O Estado de São Paulo – Caderno 2
12 de dezembro de 2016
por Vanessa Barbara
Odeio meditação guiada sem sininho no final. Você fica “acabou? acabou?” e aí decide espiar o celular, então o sujeito volta a falar com aquela voz de bondade suprema e você se sente meio errada, aí depois acaba de verdade, ninguém te avisa e você fica lá meio tensa sem saber se já pode voltar a nervosar.
Fico imaginando se existe uma meditação específica para lidar com isso. Porque tem de tudo: meditação para aceitar a morte, para liberar frustrações, para o exercício da gentileza, para se conectar com o seu futuro self, para aliviar a dor da solidão, para abrir o terceiro olho, para encontrar o seu propósito, para “abraçar a energia da águia”, para dissolver-se num coração abundante, para conectar-se a um floco de neve; há meditações para se fazer sentado, deitado, andando, almoçando, correndo ou grávida.
No aplicativo Insight Timer, há pelo menos dezesseis meditações guiadas em que você se imagina como uma montanha (sempre fico nervosa porque não me acho uma boa montanha) e inúmeras em que é preciso visualizar seus órgãos internos sorrindo. A mais engraçada que eu fiz, na qual meu duodeno gargalhou à beça, foi um escaneamento corporal da modalidade loving-kindness (compaixão). Durante a prática, me pediram que eu fosse grata ao trabalho duro de meus músculos faciais, e que considerasse o sofrimento de ser um dos meus ombros. Pediram que eu enviasse apreciação à dura tarefa de digerir os alimentos e sentisse compaixão pela minha pélvis.

### Trechos de dados
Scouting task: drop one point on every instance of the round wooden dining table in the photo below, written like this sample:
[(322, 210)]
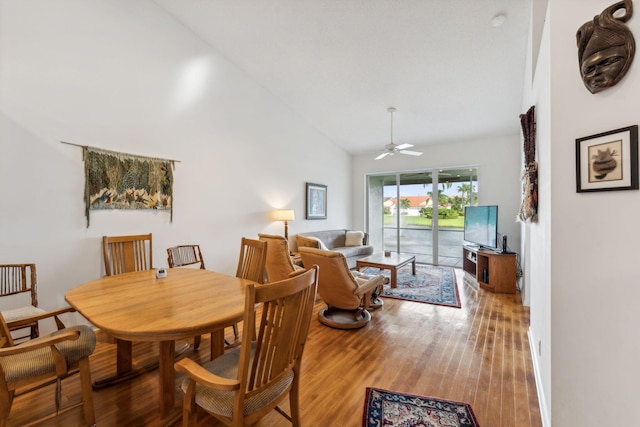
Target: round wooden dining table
[(139, 306)]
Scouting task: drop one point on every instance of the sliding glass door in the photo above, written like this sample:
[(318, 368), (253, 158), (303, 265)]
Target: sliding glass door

### Atividade proposta
Cite, do texto sobre meditação guiada, tudo o que vai desde “No aplicativo Insight” até “pela minha pélvis.”. Baseie-se exclusivamente no texto.

### Resultado
No aplicativo Insight Timer, há pelo menos dezesseis meditações guiadas em que você se imagina como uma montanha (sempre fico nervosa porque não me acho uma boa montanha) e inúmeras em que é preciso visualizar seus órgãos internos sorrindo. A mais engraçada que eu fiz, na qual meu duodeno gargalhou à beça, foi um escaneamento corporal da modalidade loving-kindness (compaixão). Durante a prática, me pediram que eu fosse grata ao trabalho duro de meus músculos faciais, e que considerasse o sofrimento de ser um dos meus ombros. Pediram que eu enviasse apreciação à dura tarefa de digerir os alimentos e sentisse compaixão pela minha pélvis.